*RINCIAN LATIHAN*: Tulis ulang bagian teks tentang peran institusi sosial, mulai dari "Peran Institusi Sosial" dan berakhir pada "perempuan terhadap laki-laki.". Ganti "ibu" dengan "ayah".

*DOKUMEN SUMBER*:
---

Peran Institusi Sosial
Keluarga
adalah institusi pertama dalam mensosialisasikan hal yang disebut feminin dan
maskulin. Keluarga, terutama ibu memainkan peranan penting dan mengajarkan anak
laki-laki dan perempuan tentang peran gender mereka.
Di
sekolah, misalnya guru dan buku seringkali memperluas peran reproduksi
perempuan, seperti pengasuhan dan tugas rumah tangga dan peran produktif
laki-laki, misalnya tugas mencari nafkah.
Agama
justru menjungjung tinggi feminitas dan kepatuhan perempuan terhadap laki-laki.
Sebagian besar agama mengajarkan kesetaraan gender, tetapi ideologi bahwa
laki-laki lebih dominan atau patriarkis masih saja berlaku karena pemimpin
agama pada umumnya berpikiran seperti itu.
Di
dunia kerja, perempuan sering kali memiliki karir yang berhubungan dengan peran
reproduksi mereka, seperti perawat, guru, sekretaris atau juru tulis, dan
lainnya. Sedikit perempuan yang memegang posisi lebih tinggi karena posisi ini
lebih sering di pegang oleh laki-laki. Misalnya politik, laki-laki sering
berada di posisi ini karena tidak banyak perempuan yang mengikuti pemilihan.

---

*CUPLIKAN DATA*:
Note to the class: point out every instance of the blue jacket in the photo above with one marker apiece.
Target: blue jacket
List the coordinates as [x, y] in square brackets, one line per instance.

---

*JAWABAN TERTULIS*:
Peran Institusi Sosial
Keluarga
adalah institusi pertama dalam mensosialisasikan hal yang disebut feminin dan
maskulin. Keluarga, terutama ayah memainkan peranan penting dan mengajarkan anak
laki-laki dan perempuan tentang peran gender mereka.
Di
sekolah, misalnya guru dan buku seringkali memperluas peran reproduksi
perempuan, seperti pengasuhan dan tugas rumah tangga dan peran produktif
laki-laki, misalnya tugas mencari nafkah.
Agama
justru menjungjung tinggi feminitas dan kepatuhan perempuan terhadap laki-laki.